▶ [What is being asked]:
Would you print the entries below verbatim, covering only the stretch from the line containing "trace: woman riding bicycle" through the line containing "Now the woman"?

=== Working data ===

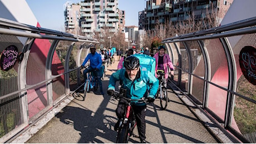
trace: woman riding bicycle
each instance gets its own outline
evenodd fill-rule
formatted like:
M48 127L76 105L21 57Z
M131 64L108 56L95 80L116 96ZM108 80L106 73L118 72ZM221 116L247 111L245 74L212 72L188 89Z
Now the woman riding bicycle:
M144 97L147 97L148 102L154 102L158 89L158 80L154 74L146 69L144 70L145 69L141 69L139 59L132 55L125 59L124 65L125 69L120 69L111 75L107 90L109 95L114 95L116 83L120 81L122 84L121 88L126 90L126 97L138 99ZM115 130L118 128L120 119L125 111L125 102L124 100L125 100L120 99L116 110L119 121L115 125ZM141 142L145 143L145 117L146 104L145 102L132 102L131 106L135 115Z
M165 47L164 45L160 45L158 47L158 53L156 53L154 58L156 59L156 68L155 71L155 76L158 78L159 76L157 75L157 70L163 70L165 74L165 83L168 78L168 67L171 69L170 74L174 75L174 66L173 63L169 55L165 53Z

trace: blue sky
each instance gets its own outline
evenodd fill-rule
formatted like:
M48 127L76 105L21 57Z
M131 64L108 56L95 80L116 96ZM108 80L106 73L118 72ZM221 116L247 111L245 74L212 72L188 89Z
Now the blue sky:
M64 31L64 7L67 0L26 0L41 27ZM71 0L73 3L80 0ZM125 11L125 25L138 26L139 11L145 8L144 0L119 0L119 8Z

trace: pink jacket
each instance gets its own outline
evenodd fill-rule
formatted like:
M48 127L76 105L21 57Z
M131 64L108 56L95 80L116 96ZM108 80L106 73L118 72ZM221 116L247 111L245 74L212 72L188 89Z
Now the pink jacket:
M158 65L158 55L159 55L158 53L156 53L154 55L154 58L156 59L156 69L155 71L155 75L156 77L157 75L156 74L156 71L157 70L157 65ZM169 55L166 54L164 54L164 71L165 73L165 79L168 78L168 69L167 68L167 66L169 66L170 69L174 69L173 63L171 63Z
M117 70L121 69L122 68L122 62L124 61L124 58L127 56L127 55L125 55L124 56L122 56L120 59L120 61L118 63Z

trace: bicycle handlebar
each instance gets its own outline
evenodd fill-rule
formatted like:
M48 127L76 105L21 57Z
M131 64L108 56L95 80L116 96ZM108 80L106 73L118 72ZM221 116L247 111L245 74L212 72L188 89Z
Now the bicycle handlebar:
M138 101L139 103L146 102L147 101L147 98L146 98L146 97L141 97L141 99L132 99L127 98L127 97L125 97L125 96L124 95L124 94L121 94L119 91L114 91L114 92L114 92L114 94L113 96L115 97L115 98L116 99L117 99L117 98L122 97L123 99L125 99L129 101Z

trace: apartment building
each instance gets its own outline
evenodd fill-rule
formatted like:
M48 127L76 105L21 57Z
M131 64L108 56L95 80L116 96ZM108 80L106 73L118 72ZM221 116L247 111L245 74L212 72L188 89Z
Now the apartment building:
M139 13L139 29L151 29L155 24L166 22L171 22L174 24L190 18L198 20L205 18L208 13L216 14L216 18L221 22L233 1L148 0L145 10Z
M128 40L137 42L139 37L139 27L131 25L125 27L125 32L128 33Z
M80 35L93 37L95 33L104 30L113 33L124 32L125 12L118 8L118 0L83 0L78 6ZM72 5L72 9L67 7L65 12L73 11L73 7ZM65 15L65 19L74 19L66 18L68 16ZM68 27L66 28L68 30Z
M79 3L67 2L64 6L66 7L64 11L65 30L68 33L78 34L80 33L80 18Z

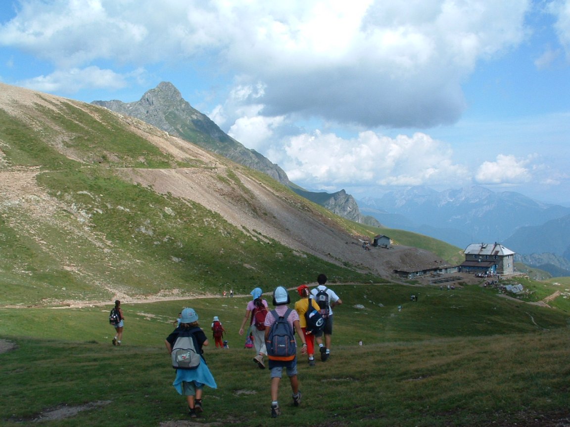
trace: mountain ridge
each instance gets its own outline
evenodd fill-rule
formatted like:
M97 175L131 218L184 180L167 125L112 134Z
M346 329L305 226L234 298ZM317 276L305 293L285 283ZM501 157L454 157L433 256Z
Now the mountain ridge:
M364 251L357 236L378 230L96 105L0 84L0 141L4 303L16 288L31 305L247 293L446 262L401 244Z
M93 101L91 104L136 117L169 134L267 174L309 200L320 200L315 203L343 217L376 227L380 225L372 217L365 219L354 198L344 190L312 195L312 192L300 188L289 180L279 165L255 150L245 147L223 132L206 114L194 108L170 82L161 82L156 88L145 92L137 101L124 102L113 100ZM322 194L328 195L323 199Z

===
=== Working data ===

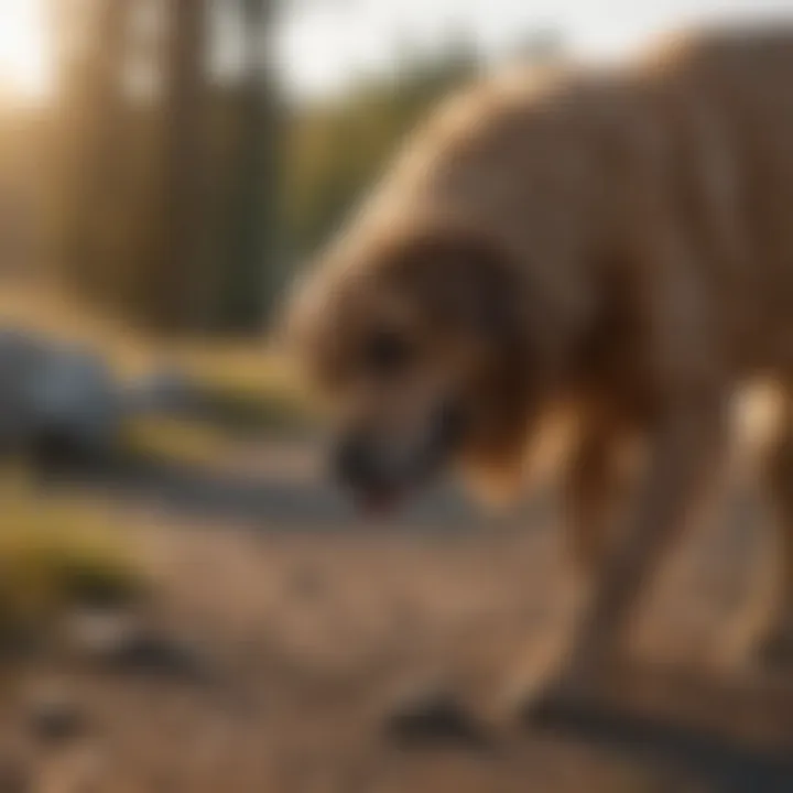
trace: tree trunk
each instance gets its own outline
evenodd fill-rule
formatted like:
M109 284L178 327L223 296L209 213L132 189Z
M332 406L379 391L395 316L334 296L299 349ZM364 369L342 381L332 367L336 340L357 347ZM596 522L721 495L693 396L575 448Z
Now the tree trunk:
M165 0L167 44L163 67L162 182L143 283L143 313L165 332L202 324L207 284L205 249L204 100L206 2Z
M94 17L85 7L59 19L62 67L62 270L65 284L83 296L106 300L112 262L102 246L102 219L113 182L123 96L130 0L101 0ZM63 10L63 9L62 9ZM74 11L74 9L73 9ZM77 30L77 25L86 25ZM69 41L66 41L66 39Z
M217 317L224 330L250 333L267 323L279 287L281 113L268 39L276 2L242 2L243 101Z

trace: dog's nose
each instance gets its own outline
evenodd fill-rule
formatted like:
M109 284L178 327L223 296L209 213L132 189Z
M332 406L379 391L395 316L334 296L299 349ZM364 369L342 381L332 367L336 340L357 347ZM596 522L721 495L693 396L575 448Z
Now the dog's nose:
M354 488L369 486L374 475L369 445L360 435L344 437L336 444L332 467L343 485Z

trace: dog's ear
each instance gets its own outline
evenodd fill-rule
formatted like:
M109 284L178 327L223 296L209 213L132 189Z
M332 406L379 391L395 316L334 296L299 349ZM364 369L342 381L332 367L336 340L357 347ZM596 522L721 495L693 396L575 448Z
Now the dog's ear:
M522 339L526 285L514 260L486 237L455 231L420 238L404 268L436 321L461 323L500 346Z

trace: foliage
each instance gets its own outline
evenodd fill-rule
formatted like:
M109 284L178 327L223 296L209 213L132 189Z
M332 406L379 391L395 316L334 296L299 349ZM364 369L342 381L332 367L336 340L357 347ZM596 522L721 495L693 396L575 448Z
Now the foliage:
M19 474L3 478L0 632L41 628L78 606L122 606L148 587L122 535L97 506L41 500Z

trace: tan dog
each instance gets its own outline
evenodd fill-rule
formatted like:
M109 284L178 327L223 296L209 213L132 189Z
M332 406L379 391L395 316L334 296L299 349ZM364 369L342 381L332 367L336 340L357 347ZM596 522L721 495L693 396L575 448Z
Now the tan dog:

===

▶ [Answer to this problem]:
trace: woman riding bicycle
each instance gets its own outline
evenodd fill-rule
formatted like:
M48 127L76 105L21 57Z
M131 64L108 56L95 80L116 96ZM108 80L106 73L118 72ZM221 116L247 111L245 74L212 72L188 89Z
Now the woman riding bicycle:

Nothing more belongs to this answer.